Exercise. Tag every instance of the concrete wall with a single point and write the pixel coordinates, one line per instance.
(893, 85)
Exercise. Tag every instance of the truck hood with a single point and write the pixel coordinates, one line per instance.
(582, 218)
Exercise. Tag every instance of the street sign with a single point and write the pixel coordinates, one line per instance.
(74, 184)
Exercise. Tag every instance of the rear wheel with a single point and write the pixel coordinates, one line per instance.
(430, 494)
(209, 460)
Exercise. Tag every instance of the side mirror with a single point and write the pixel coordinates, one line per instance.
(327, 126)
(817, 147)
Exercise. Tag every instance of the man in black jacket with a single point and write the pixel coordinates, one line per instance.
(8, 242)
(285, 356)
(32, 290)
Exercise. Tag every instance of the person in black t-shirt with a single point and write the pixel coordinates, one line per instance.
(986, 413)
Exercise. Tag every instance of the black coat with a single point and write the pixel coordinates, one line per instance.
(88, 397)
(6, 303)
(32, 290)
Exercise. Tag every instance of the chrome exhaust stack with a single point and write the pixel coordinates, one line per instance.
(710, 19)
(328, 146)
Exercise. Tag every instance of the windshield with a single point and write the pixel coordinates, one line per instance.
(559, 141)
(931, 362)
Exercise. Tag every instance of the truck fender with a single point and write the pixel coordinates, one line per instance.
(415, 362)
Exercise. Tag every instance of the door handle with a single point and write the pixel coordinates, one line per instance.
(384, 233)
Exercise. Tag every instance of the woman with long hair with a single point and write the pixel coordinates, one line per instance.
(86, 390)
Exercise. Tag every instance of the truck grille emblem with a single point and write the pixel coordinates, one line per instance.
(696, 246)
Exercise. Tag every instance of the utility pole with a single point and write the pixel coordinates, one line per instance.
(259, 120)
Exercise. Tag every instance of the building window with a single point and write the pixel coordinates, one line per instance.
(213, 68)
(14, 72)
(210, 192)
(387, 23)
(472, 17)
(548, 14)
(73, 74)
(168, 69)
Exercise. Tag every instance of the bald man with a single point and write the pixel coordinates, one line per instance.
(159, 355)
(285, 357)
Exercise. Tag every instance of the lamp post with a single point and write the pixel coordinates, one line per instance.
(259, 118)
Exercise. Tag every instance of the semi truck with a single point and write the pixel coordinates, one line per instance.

● Directive: Rewrite all of the records above, putting "single dot" wherever "single point" appears and keeping every other word and line the same.

● Exercise solution:
Exercise. Tag every instance of the concrete wall with a single dot and write the pixel coordinates, one line per instance.
(893, 85)
Exercise. Tag every instance of the truck hood with a single dot and write the pixel coordinates, one line per instance.
(582, 218)
Exercise. Tag every instance of the street sign with a single dot and write the pixel coordinates, one line per instance.
(74, 184)
Exercise. Tag every instance of the rear wheel with a single dot and write the pixel coordinates, one line per instance.
(430, 494)
(209, 460)
Exercise. Tag every instance of the side mirror with a single dot and write the pixel coordinates, one line per instance.
(327, 126)
(817, 147)
Exercise. Tag every instance of the man in black jacket with a single dot and write the pixel coordinates, one line per instance.
(8, 242)
(285, 356)
(32, 290)
Exercise. Tag every instance of the person in black t-shirt with a single dot and write the pixel coordinates, one line per instance.
(986, 413)
Exercise. Tag every instance of the black coat with a single dot and write the pixel coordinates, one line per instance.
(88, 397)
(6, 303)
(32, 290)
Exercise. Tag every instance of the chrome exhaust stack with a single dot and write the pixel coordinates, one line per instance.
(710, 19)
(328, 146)
Exercise. Tag every instance of the windshield with a single dot and write the pixel coordinates, one line per instance.
(559, 141)
(931, 362)
Exercise. Tag every instance of the truck fender with a single dot and write the pixel coordinates, one line per instance.
(415, 362)
Exercise. Tag every instance of the door handle with a single dot and write the pixel coordinates, one line per instance.
(384, 233)
Exercise. Tag every instance of the woman with long hair with a single dot and write the pixel coordinates, one line per instance.
(86, 390)
Exercise. Tag every instance of the truck grille emblem with a single dot and write the pixel coordinates, one line per instance.
(696, 246)
Exercise. Tag every instance of the utility pole with a single dot and write the pixel coordinates, one line per instance.
(259, 120)
Exercise. Tag every instance of the building window with a single dot and write the pixel coordinates, one line per instance.
(213, 68)
(14, 72)
(210, 192)
(387, 23)
(472, 17)
(548, 14)
(73, 74)
(168, 69)
Exercise. Tag every instance of the bald man with a single dot and write the pixel coordinates, one line per instance.
(159, 355)
(285, 357)
Exercise. Tag every instance of the lamp post with a single dot and write the pixel coordinates, one line per instance.
(259, 118)
Exercise. Tag every instance of the semi truck with a single dot and write the pixel coordinates, one line per instance.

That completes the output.